TEXTE SOURCE:
⁂

05 janvier 2009

Biarritz 2008


Un « abrazo » de Biarritz 2008

Le festival de cinémas et cultures latino-américaines s’est terminé le 5 octobre dernier sous le soleil.
La partie cinéma comportait un important volet consacré au cinéma documentaire avec une rétrospective des 10 films primés ces dernières années et 14 documentaires en compétition. On peut retenir en particulier le grand prix « Entre a luz e a sombra » un très long film de 2h37 sur les prisonniers de Carandiru (Sao Paulo) qui suivent des cours de théâtre et créent un groupe de rap qui porte le nom de leur cellule, ainsi que « La matinée » de Sébastian Bednarik (Uruguay) sur une « Murga » (théâtre musical satirique) qui se déroule pendant le carnaval, interprétée par des septuagénaires.
Côté courts métrages, il faut retenir « Oigo tu grito » (Paraguay) , un plan fixe de 12 minutes par Pablo Lamar, « Ofelia » (Pérou), la rencontre d’une petite fille et d’une poupée sur un affluent de l’Amazone, « Café con leite » (Brésil), la difficile relation entre un couple de jeunes hommes et le petit frère de l’un d’eux. Enfin, « El deseo » (Mexique) de Marie Benito, « Abrazo » du court métrage, raconte le réveil du désir chez une femme de la cinquantaine suite à l’abandon de son mari.
La compétition long métrage mettait surtout l’accent sur la découverte de nouveaux talents à côté de quelques cinéastes déjà connus.

⁂

DONNÉES:
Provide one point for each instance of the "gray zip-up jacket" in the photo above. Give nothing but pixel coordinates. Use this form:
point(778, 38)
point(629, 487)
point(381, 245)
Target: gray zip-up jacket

⁂

Recopiez en entier le texte sur le festival de Biarritz 2008, sans y changer un seul mot.

05 janvier 2009

Biarritz 2008


Un « abrazo » de Biarritz 2008

Le festival de cinémas et cultures latino-américaines s’est terminé le 5 octobre dernier sous le soleil.
La partie cinéma comportait un important volet consacré au cinéma documentaire avec une rétrospective des 10 films primés ces dernières années et 14 documentaires en compétition. On peut retenir en particulier le grand prix « Entre a luz e a sombra » un très long film de 2h37 sur les prisonniers de Carandiru (Sao Paulo) qui suivent des cours de théâtre et créent un groupe de rap qui porte le nom de leur cellule, ainsi que « La matinée » de Sébastian Bednarik (Uruguay) sur une « Murga » (théâtre musical satirique) qui se déroule pendant le carnaval, interprétée par des septuagénaires.
Côté courts métrages, il faut retenir « Oigo tu grito » (Paraguay) , un plan fixe de 12 minutes par Pablo Lamar, « Ofelia » (Pérou), la rencontre d’une petite fille et d’une poupée sur un affluent de l’Amazone, « Café con leite » (Brésil), la difficile relation entre un couple de jeunes hommes et le petit frère de l’un d’eux. Enfin, « El deseo » (Mexique) de Marie Benito, « Abrazo » du court métrage, raconte le réveil du désir chez une femme de la cinquantaine suite à l’abandon de son mari.
La compétition long métrage mettait surtout l’accent sur la découverte de nouveaux talents à côté de quelques cinéastes déjà connus.